*** Block opens ***

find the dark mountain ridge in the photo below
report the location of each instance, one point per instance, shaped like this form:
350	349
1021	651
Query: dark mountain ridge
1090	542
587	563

*** Block closes ***

#### [ASSIGNMENT]
All entries are to be returned word for word.

#### [EXERCISE OUTPUT]
find the dark mountain ridge in the photo below
report the location of each instance, one point per instance, shaped like this form:
350	349
1021	651
Query: dark mountain ridge
1090	542
587	563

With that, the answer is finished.